▶ **TASK**
Scan the entries line by line and return those with "shoe".

-- DATA follows --

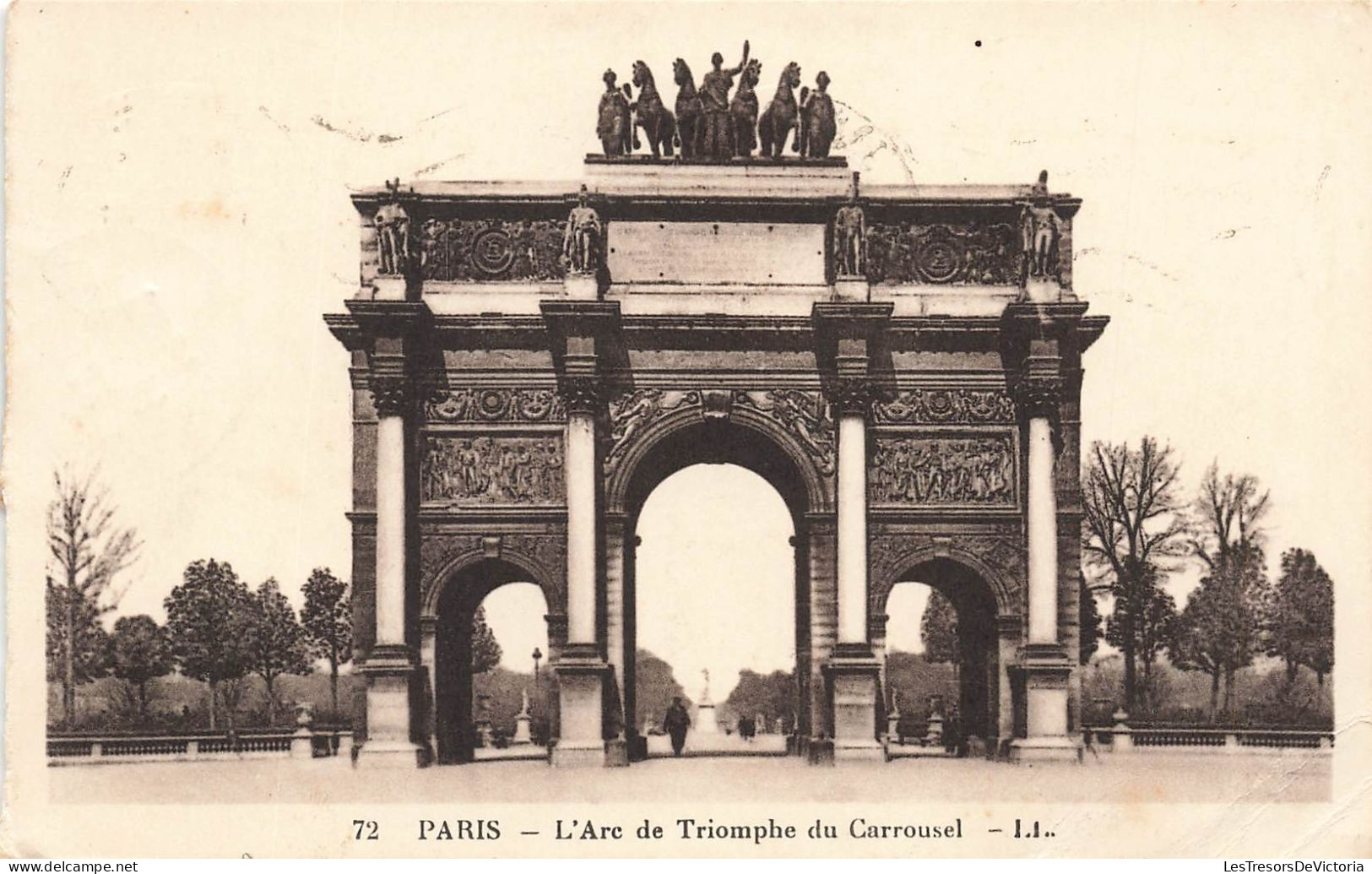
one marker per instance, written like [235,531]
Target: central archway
[756,443]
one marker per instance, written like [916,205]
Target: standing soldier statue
[581,242]
[612,124]
[816,120]
[393,232]
[713,102]
[851,236]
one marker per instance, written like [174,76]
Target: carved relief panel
[461,250]
[961,470]
[491,470]
[969,254]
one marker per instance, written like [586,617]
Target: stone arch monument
[529,360]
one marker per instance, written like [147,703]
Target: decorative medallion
[944,254]
[963,406]
[493,252]
[494,405]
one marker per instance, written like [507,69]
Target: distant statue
[614,125]
[393,232]
[581,242]
[1040,232]
[783,114]
[656,121]
[851,236]
[742,110]
[691,120]
[816,120]
[713,100]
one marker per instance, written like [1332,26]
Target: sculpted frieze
[805,415]
[965,470]
[461,250]
[963,406]
[496,405]
[491,470]
[892,556]
[943,254]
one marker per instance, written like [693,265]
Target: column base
[854,678]
[581,689]
[578,757]
[388,755]
[581,287]
[852,289]
[390,680]
[1044,749]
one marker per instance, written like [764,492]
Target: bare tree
[1229,515]
[88,551]
[1135,527]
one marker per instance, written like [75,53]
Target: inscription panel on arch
[944,470]
[493,471]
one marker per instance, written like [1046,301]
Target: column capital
[1038,397]
[583,394]
[391,393]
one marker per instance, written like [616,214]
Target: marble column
[581,670]
[1043,659]
[390,665]
[854,671]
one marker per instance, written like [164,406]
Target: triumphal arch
[902,362]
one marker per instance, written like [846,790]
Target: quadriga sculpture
[781,116]
[656,120]
[742,110]
[691,118]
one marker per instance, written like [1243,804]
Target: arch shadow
[452,610]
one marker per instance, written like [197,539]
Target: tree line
[1139,529]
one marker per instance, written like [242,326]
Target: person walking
[675,724]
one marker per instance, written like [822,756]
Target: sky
[180,223]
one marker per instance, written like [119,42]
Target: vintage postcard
[681,430]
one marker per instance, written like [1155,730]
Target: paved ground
[1147,777]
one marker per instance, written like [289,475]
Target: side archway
[446,643]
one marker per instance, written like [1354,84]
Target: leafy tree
[939,630]
[770,694]
[328,625]
[210,626]
[654,687]
[1088,622]
[88,551]
[274,638]
[1134,526]
[1148,614]
[140,652]
[1220,630]
[1301,621]
[89,654]
[486,649]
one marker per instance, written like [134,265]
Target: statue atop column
[614,125]
[1040,230]
[393,232]
[816,120]
[851,236]
[713,102]
[581,242]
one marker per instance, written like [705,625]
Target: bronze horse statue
[654,118]
[691,122]
[742,110]
[779,118]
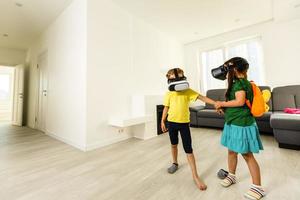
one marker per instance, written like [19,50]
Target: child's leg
[173,134]
[232,163]
[255,192]
[187,145]
[174,151]
[253,168]
[200,184]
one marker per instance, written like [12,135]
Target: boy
[176,106]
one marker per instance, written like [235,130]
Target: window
[248,49]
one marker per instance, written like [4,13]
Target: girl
[240,133]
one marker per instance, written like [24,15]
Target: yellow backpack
[260,98]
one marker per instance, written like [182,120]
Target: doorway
[12,94]
[6,93]
[41,109]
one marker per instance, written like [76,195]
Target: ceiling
[24,23]
[190,20]
[186,20]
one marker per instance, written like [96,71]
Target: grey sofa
[206,116]
[286,126]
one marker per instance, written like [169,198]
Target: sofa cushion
[209,113]
[281,120]
[265,117]
[286,97]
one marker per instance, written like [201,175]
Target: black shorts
[184,129]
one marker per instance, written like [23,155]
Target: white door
[17,118]
[42,93]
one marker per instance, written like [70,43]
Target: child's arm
[240,99]
[206,100]
[164,118]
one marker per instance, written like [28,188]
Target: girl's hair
[241,65]
[172,72]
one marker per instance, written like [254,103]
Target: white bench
[130,121]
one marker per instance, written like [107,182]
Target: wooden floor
[34,166]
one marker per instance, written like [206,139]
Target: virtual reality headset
[221,72]
[178,83]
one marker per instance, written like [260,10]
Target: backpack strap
[247,101]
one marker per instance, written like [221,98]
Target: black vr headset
[221,72]
[177,83]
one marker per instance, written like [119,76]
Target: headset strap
[176,72]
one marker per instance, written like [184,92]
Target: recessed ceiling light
[19,4]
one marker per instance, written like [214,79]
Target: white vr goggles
[178,83]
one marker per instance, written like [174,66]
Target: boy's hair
[172,72]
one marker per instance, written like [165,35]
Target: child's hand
[163,127]
[220,111]
[218,105]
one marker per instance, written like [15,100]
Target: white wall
[281,49]
[12,57]
[65,42]
[125,57]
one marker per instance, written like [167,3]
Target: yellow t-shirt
[178,103]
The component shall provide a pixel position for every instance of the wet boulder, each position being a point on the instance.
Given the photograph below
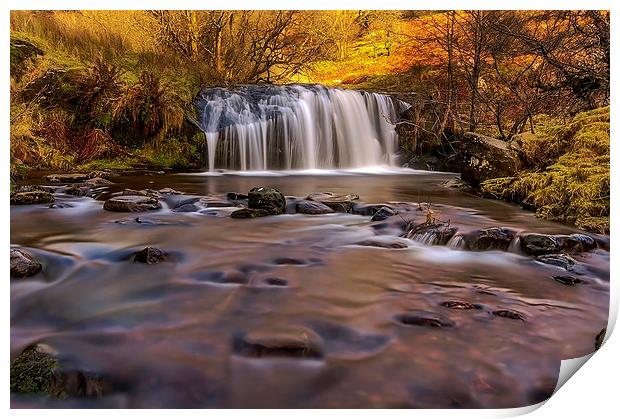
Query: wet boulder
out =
(561, 260)
(23, 264)
(384, 242)
(383, 213)
(151, 193)
(267, 199)
(339, 203)
(97, 182)
(38, 370)
(431, 233)
(68, 177)
(494, 238)
(150, 256)
(366, 209)
(166, 191)
(279, 344)
(484, 158)
(175, 201)
(567, 280)
(575, 243)
(77, 190)
(424, 319)
(249, 213)
(235, 196)
(312, 207)
(215, 202)
(131, 203)
(32, 197)
(538, 244)
(186, 208)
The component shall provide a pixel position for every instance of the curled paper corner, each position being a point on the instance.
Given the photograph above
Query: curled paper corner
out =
(568, 368)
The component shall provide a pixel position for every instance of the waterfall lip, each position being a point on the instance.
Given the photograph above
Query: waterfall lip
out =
(359, 171)
(297, 127)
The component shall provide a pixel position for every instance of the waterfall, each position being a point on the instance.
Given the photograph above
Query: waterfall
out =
(297, 127)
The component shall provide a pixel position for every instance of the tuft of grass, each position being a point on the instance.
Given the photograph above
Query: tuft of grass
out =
(574, 185)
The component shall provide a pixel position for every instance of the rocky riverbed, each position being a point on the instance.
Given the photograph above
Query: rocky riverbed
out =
(330, 291)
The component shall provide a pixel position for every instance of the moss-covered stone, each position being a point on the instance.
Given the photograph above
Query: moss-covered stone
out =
(268, 199)
(32, 197)
(567, 175)
(23, 264)
(249, 213)
(22, 51)
(33, 371)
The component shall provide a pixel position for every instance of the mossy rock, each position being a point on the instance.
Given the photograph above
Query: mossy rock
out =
(267, 199)
(37, 370)
(337, 202)
(250, 213)
(131, 203)
(23, 264)
(33, 371)
(32, 197)
(22, 51)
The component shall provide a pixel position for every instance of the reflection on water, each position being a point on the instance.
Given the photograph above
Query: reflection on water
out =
(288, 311)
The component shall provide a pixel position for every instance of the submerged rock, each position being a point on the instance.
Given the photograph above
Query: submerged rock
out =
(575, 243)
(186, 208)
(215, 202)
(97, 182)
(509, 314)
(175, 200)
(276, 282)
(383, 213)
(32, 197)
(567, 280)
(561, 260)
(23, 264)
(150, 255)
(151, 193)
(76, 190)
(384, 242)
(312, 207)
(599, 339)
(69, 177)
(460, 305)
(339, 203)
(494, 238)
(538, 244)
(33, 371)
(267, 199)
(235, 196)
(422, 318)
(131, 203)
(249, 213)
(38, 370)
(285, 344)
(431, 233)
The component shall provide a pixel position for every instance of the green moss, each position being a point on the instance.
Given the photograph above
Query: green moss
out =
(33, 372)
(575, 187)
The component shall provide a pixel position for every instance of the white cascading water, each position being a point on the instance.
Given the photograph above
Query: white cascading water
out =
(297, 127)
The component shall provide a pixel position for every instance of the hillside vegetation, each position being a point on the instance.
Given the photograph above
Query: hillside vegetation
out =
(567, 178)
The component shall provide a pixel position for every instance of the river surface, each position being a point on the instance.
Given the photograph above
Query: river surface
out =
(180, 333)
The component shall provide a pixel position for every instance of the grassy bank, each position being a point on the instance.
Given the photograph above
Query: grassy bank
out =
(567, 172)
(84, 95)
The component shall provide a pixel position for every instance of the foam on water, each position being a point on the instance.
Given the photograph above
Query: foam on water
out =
(258, 128)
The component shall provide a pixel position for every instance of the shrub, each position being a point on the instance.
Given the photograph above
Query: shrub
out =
(575, 188)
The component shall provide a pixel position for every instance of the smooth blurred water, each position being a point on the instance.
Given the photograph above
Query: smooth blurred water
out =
(297, 127)
(165, 334)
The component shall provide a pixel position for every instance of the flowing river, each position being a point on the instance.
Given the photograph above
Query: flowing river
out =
(296, 310)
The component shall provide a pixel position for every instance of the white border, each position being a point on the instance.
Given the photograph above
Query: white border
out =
(591, 394)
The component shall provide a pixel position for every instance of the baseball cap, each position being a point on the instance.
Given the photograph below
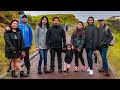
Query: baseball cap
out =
(101, 19)
(24, 16)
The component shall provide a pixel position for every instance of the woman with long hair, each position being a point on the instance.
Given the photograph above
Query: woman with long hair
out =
(41, 30)
(14, 47)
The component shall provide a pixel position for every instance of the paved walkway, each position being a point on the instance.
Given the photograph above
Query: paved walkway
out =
(56, 75)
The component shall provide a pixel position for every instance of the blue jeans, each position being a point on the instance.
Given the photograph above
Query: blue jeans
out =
(43, 56)
(89, 58)
(103, 53)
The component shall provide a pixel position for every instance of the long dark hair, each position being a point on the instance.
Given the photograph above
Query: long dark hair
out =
(79, 33)
(47, 24)
(11, 24)
(89, 18)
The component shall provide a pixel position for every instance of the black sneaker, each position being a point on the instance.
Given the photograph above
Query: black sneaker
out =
(102, 70)
(39, 71)
(28, 71)
(60, 70)
(51, 70)
(9, 69)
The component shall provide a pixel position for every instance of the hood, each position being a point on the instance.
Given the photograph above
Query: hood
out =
(20, 22)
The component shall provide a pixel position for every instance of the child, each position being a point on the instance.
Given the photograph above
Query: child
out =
(68, 57)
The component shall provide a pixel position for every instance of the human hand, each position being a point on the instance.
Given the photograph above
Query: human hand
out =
(8, 28)
(79, 49)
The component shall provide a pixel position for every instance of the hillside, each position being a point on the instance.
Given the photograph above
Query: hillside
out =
(7, 16)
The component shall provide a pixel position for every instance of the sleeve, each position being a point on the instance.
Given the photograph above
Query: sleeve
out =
(72, 38)
(95, 38)
(64, 38)
(37, 36)
(31, 35)
(48, 38)
(8, 42)
(109, 37)
(83, 41)
(21, 42)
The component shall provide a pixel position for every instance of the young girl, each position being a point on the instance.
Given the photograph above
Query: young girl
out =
(68, 57)
(78, 41)
(90, 42)
(13, 47)
(41, 46)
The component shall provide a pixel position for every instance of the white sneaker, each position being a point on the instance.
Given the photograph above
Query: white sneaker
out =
(91, 72)
(88, 69)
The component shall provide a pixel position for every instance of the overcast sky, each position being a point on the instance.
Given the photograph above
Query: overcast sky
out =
(81, 15)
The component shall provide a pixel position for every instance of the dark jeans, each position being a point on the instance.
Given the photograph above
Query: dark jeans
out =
(52, 52)
(89, 58)
(43, 56)
(79, 55)
(26, 58)
(103, 53)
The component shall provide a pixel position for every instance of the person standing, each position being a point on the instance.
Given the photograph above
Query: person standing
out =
(41, 30)
(104, 38)
(78, 42)
(27, 36)
(56, 40)
(90, 42)
(14, 47)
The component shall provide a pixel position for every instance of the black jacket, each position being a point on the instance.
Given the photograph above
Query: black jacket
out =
(78, 41)
(55, 37)
(104, 37)
(10, 41)
(91, 37)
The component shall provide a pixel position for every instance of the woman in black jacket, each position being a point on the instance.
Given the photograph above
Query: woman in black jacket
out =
(13, 47)
(78, 41)
(90, 42)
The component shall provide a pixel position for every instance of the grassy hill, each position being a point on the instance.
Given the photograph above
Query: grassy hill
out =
(7, 16)
(113, 51)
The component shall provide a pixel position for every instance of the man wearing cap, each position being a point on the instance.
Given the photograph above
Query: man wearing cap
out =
(104, 38)
(27, 35)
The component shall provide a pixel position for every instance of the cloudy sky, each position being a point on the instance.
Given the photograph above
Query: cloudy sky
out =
(81, 15)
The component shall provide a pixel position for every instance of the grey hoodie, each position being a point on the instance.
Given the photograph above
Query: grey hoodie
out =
(41, 37)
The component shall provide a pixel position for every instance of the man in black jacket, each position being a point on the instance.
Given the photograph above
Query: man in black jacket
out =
(104, 39)
(56, 40)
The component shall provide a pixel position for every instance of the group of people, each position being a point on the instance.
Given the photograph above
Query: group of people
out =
(18, 38)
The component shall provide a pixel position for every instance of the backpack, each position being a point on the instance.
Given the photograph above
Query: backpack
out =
(113, 40)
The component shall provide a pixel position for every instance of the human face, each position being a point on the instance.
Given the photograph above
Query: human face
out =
(24, 19)
(68, 48)
(90, 21)
(44, 21)
(14, 25)
(79, 25)
(56, 22)
(101, 23)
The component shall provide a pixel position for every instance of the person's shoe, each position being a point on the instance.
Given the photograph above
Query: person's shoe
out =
(83, 68)
(88, 69)
(91, 72)
(51, 70)
(9, 69)
(76, 69)
(102, 70)
(107, 72)
(28, 71)
(14, 74)
(22, 74)
(39, 70)
(60, 70)
(45, 69)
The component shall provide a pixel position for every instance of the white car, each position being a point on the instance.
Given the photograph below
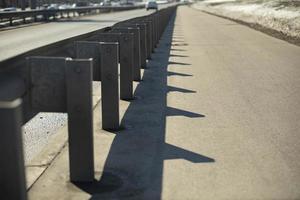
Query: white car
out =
(151, 5)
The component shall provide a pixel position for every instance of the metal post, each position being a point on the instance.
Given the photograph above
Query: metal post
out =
(80, 119)
(86, 49)
(12, 172)
(136, 49)
(126, 60)
(110, 86)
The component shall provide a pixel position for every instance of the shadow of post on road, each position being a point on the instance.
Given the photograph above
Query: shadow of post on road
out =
(134, 166)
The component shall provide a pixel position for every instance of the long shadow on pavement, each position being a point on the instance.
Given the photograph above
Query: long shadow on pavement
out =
(134, 166)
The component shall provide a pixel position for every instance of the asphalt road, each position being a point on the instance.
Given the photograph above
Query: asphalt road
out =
(16, 41)
(217, 118)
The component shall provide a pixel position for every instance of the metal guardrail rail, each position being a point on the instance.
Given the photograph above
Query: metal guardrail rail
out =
(58, 78)
(47, 14)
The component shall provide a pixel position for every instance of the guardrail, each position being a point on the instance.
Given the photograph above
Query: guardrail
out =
(58, 78)
(47, 14)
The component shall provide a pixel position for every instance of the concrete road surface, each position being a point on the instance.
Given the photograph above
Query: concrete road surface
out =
(16, 41)
(218, 117)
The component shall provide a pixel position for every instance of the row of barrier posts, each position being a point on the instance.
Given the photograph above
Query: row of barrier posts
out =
(60, 84)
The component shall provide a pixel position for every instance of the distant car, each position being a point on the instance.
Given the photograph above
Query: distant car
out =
(53, 7)
(10, 9)
(105, 3)
(151, 5)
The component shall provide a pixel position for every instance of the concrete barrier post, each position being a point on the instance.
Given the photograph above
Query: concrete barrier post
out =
(126, 61)
(69, 83)
(12, 173)
(87, 49)
(110, 86)
(136, 49)
(143, 43)
(148, 39)
(80, 119)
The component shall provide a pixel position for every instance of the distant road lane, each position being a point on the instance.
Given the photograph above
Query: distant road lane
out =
(20, 40)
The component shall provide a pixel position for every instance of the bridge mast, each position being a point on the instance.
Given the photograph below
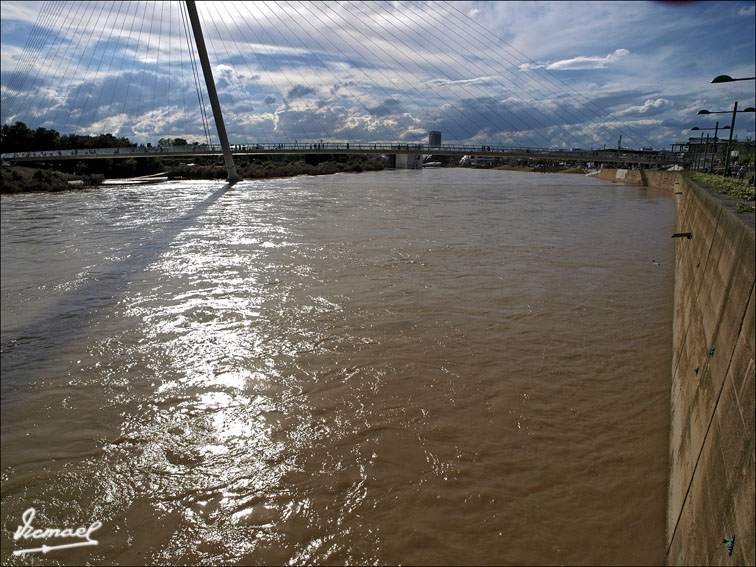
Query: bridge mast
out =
(233, 177)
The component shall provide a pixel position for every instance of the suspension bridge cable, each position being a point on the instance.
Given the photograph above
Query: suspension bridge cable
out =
(78, 75)
(241, 53)
(230, 108)
(99, 67)
(86, 69)
(430, 17)
(54, 60)
(116, 91)
(419, 53)
(273, 82)
(284, 96)
(28, 54)
(252, 73)
(200, 99)
(145, 61)
(403, 92)
(157, 57)
(323, 128)
(602, 112)
(32, 81)
(388, 79)
(525, 78)
(132, 72)
(36, 41)
(339, 82)
(183, 79)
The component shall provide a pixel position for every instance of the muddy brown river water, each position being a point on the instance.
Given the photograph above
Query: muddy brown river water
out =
(445, 366)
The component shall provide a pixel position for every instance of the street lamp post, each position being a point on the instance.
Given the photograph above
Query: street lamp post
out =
(732, 126)
(715, 140)
(728, 79)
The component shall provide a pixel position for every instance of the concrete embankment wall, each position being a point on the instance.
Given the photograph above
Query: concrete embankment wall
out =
(712, 455)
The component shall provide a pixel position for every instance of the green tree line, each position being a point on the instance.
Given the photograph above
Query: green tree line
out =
(20, 138)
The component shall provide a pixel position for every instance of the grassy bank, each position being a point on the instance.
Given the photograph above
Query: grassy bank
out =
(728, 186)
(18, 179)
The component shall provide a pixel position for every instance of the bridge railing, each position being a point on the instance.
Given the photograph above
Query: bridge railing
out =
(349, 147)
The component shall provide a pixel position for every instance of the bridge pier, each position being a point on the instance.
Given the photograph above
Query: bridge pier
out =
(408, 161)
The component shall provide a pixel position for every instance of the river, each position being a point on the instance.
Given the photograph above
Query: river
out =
(445, 366)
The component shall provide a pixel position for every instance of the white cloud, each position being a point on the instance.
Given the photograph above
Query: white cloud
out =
(649, 107)
(584, 62)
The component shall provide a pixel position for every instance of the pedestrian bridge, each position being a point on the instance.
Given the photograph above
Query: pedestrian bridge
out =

-- DATA concluded --

▶ **ANSWER FOR THIS EXERCISE**
The component shall provide a pixel position for every instance of the person's shoe, each position being a point on the instance.
Query: person's shoe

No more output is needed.